Texte source ▸
# Compte orange dans mail



## oclairedelalune (11 Décembre 2007)

Bonsoir,

Je viens de recevoir mon MacBook.
Tout va plutôt bien sauf avec Mail.
Je peux recevoir des messages mais pas en envoyer.
Suis Orange avec Livebox.

J'avais pris soin de conserver tous mes codes qui marchaient impec avec le Mail qui tournait sous Panther (hier). Et là ça tourne plus.

J'ai cherché des réponses un peu partout sur les forums MacG et sur Orange. Ai trouvé qu'il fallait modifier le smtp.orange.fr en smtp-msa.orange.fr et mettre le port 587 au lieu de 25. mais ça marche toujours pas.

Quelqu'un qui est chez Orange et qui utilise Mail (la dernière version sous Leopard) pourrait-il me dire comment configurer un compte Mail ??

Merci.


----------



## oclairedelalune (11 Décembre 2007)

Données ▸

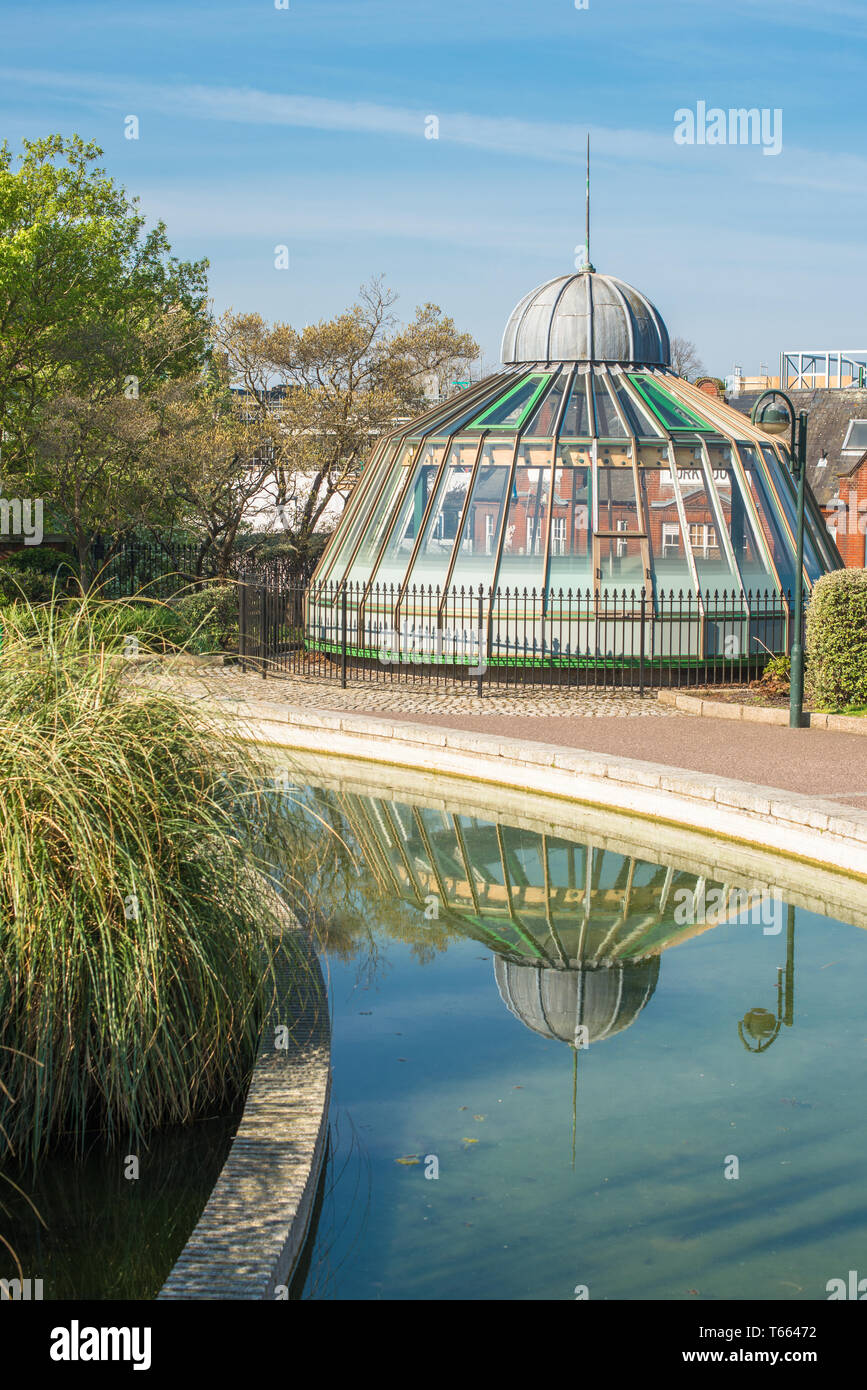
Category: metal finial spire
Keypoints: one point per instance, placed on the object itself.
(587, 224)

Consignes ▸
**1.** Mettez à jour le fil sur le compte Orange dans Mail : commencez aux mots « Je peux recevoir » et arrêtez-vous après « marche toujours pas. », en remplaçant « Panther » par « Tiger ».
**2.** Prolongez le fil sur la configuration d'un compte Orange dans Mail à la suite de sa dernière phrase.

Réponses attendues ▸
**1.**
Je peux recevoir des messages mais pas en envoyer.
Suis Orange avec Livebox.

J'avais pris soin de conserver tous mes codes qui marchaient impec avec le Mail qui tournait sous Tiger (hier). Et là ça tourne plus.

J'ai cherché des réponses un peu partout sur les forums MacG et sur Orange. Ai trouvé qu'il fallait modifier le smtp.orange.fr en smtp-msa.orange.fr et mettre le port 587 au lieu de 25. mais ça marche toujours pas.

**2.**
J'ai fini par trouver l'option qui marche et je la donne avec plaisir :

Dans infos compte :

- type : POP
- description : le nom qu'on veut pour le compte
- adresse électronique : la vôtre !
- nom complet : le vôtre ?!
- serveur de réception : pop.orange.fr
- nom d'utilisateur : adresse messagerie SANS @orange.fr
- mot de passe : votre mot de passe de messagrie
- serveur d'envoi : smtp.orange.fr
- description : le nom que vous voulez
- j'ai coché n'utiliser que ce serveur
- pas coché utiliser SSL
- pas demandé d'authentification
- dans avancé : laisser le port 25

J'ai testé, ça marche. et je touche plus à rien !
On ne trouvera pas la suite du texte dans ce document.